Location annotation dataset excerpts:
○ ○ ○ ○ ○

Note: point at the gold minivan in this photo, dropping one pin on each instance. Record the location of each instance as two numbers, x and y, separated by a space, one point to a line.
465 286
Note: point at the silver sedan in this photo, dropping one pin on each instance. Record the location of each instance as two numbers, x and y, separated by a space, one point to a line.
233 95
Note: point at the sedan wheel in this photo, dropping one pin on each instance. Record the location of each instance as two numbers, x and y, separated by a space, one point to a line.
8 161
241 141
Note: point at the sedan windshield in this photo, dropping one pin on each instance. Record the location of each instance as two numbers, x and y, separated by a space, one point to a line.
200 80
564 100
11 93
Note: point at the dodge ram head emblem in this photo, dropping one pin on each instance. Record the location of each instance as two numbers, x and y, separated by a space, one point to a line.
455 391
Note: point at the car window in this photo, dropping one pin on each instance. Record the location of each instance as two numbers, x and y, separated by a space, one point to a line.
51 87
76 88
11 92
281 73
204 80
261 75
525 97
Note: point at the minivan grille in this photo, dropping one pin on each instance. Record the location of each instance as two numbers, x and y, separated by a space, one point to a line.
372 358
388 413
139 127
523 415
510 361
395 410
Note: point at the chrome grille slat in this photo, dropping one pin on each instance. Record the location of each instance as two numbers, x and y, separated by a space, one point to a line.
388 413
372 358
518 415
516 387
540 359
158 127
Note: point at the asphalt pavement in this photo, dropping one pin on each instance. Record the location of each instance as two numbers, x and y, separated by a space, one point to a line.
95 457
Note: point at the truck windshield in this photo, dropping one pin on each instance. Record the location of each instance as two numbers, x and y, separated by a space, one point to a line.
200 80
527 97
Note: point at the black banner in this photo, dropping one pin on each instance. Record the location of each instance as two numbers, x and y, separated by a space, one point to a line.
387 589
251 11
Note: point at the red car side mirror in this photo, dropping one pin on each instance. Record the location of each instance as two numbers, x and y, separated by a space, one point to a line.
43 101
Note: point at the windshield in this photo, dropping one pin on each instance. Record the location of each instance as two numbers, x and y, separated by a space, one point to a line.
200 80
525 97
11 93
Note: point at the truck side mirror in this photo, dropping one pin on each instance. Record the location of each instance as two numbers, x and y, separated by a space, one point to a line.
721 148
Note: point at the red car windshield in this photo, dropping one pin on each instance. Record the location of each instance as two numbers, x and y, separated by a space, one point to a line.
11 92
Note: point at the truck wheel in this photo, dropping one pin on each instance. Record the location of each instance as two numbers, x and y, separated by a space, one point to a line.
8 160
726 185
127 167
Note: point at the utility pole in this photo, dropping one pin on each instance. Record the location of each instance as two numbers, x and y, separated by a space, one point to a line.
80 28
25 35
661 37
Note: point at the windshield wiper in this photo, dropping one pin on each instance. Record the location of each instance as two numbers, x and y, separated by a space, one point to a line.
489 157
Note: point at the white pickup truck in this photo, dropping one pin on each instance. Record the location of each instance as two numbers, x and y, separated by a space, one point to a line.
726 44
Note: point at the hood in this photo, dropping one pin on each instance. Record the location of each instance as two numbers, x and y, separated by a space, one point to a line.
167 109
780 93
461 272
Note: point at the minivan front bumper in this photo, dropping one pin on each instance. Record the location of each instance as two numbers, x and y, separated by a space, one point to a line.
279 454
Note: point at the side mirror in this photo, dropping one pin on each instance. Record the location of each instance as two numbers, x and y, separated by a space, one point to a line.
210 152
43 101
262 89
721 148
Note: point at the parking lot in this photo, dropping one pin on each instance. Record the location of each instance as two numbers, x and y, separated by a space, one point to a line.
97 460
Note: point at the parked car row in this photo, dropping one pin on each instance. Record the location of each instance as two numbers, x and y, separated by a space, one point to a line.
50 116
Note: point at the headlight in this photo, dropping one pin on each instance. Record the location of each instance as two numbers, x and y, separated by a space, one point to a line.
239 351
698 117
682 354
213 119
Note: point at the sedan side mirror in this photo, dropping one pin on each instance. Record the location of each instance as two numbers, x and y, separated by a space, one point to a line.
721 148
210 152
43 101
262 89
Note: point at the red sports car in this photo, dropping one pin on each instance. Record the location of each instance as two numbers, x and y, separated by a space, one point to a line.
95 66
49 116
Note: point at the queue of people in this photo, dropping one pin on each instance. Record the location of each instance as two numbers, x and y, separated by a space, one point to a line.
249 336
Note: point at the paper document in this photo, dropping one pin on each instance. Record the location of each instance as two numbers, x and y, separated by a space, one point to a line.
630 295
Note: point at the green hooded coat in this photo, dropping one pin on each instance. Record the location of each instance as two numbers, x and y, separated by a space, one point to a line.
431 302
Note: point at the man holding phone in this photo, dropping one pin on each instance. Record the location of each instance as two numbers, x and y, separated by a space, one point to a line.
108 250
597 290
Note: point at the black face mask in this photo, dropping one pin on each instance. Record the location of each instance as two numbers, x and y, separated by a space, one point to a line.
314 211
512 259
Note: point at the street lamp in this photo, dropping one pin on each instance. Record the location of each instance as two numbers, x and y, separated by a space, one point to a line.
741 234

○ ○ ○ ○ ○

→ SET PROBLEM
Produce an exact copy of every entry above.

→ FULL ANSWER
Note: point at the gold minivan in this photo, dropping one pin on each instance. Record the location of each instance as two numbers, x and y, separated by a space, one point to a line.
465 286
Note: point at the silver sedan in this photo, dropping one pin on each instance. Record the location of each instance as two numbers, x and y, separated by a space, one point to a line.
233 95
Note: point at the sedan wheel in this photo, dropping one pin on each instance. Record the location of each instance as two numbers, x and y, separated by a space, one point to a line.
8 161
241 141
Note: point at the sedan windshield in this photo, dropping one pin on each instance. Record the location of each instance as two numbers, x and y, separated by a space, one point to a line.
200 80
564 100
11 93
Note: point at the dodge ram head emblem in this photo, dropping one pin on each instance. Record the location of each instance as two numbers, x and y, separated by a space, one point to a line.
455 391
Note: point at the car window in this photo, dropping one pin on each instance. Record the location of each instance as two numbers, x and y, separated by a space, one point to a line.
51 87
76 88
11 92
281 73
204 80
261 75
525 97
Note: point at the minivan grille in this photo, dropping one pin on each instance. Record the location of each instance as two numbers, x and y, separated by a space, one point to a line.
372 358
388 413
139 127
523 415
510 361
395 410
Note: point at the chrome grille slat in this photo, dropping one pin on each instance. Record the location of each instance as two numbers, x and y, separated by a space, one point to a line.
388 413
372 358
518 415
516 387
540 359
158 127
Note: point at the asphalt pavement in this photo, dropping one pin on each instance. Record the location of each instance as two numbers, x and y, separated by a space, one point to a line.
95 457
Note: point at the truck windshield in this photo, dropping one pin on each instance. Record the location of each instance as two numbers, x and y, separated by a space, one point to a line.
200 80
527 97
Note: point at the black banner in this photo, dropping one pin on each instance. Record the location of each instance as two numbers, x and y, separated by a space, one point to a line.
387 589
251 11
Note: point at the red car side mirror in this photo, dropping one pin on each instance. Record the location of each instance as two numbers, x and y, separated by a space, one point to a line.
43 101
Note: point at the windshield in this photo, dropping one pin on each instance. Record the location of each instance as two numbers, x and y, separated by a space, one point to a line.
200 80
525 97
11 93
Note: point at the truck side mirror in this photo, dropping one pin on each instance. Record the location of each instance as two numbers, x and y, separated by a space, one point to a line.
721 148
Note: point at the red car windshield in this photo, dropping one pin on each instance. Record the location of each instance as two numbers, x and y, separated by a space, one point to a line.
11 92
Note: point at the truck wheel in this photo, dropping one pin on each instance. Record the location of each instance as two numbers, x and y, separated by a space, one point to a line.
8 160
726 185
127 167
Note: point at the utility pole in this photo, dropping one pin on each instance. Record the location of each instance as two numbers, x and y, separated by a space, one point to a line.
80 28
25 35
661 37
Note: point at the windshield wiper in this photo, dropping one pin on each instance. Record the location of each instance as two numbers, x and y, separated by a space, one point to a line.
489 157
Note: point at the white pickup truck in this photo, dropping one pin on each instance. Record the location of each instance as two numbers, x and y, separated by a space, one point to a line.
726 44
Note: point at the hood in this photo, dropping one pin on each instance. Record the location of each instance as two numbers, x and y, separated by a space, one point to a line.
167 109
780 93
461 272
Note: point at the minivan front bumper in this photo, dropping one pin on each instance. Record the location of each instance as two numbers, x and y, separated by a space, one point to a line.
279 454
Note: point at the side mirror in this photo, dropping one pin on each instance. Record the location of each instance as two numbers, x and y, separated by a space, one point to a line.
210 152
43 101
262 89
721 148
Note: point at the parking lot in this photo, dropping one pin on each instance. Record the location of each instance as two numbers, x and y, separated by a space, one point to a line.
97 460
Note: point at the parked car row in this photo, dropping one pin on each instance. Record the location of each instance as two numbers, x and y, separated by a space, one point to a line.
50 116
Note: point at the headlight in this photo, dropping one pin on each instance. Record the location of each instance as two numbers, x and y, separated by a space, one point to a line.
239 351
698 117
682 354
213 119
Note: point at the sedan side mirror in this photo, dropping one pin on each instance. Record the location of each instance as two numbers, x and y, separated by a space, one point to a line.
721 148
210 152
43 101
262 89
Note: point at the red sports car in this photo, dropping one pin on each instance. Record the location of each instance as two numbers, x and y, separated by a space, one point to a line.
95 66
49 116
Note: point at the queue of people in this photo, dropping one pin on each instance. Record the location of each instance as two numbers, x and y, separated by a space, one point to a line.
249 336
Note: point at the paper document in this photo, dropping one pin on each instance. Record the location of each instance as two numbers, x and y, separated by a space, one point to a line.
630 295
Note: point at the green hooded coat in this photo, dropping one pin on each instance. Record the location of each instance as two numbers, x and y, separated by a space, one point to a line.
431 302
Note: point at the man holding phone in this photo, dropping one pin on each instance. Record the location of each instance as two numbers, x and y, separated by a space, one point to a line.
108 250
597 290
Note: point at the black face mask in this photo, dropping one pin on each instance. Record the location of each instance as two numbers, x and y, separated by a space, one point to a line.
314 211
512 259
Note: point at the street lamp in this photo, dropping one pin on each instance. Record the location of each instance as two numbers, x and y, separated by a space, one point to a line.
741 234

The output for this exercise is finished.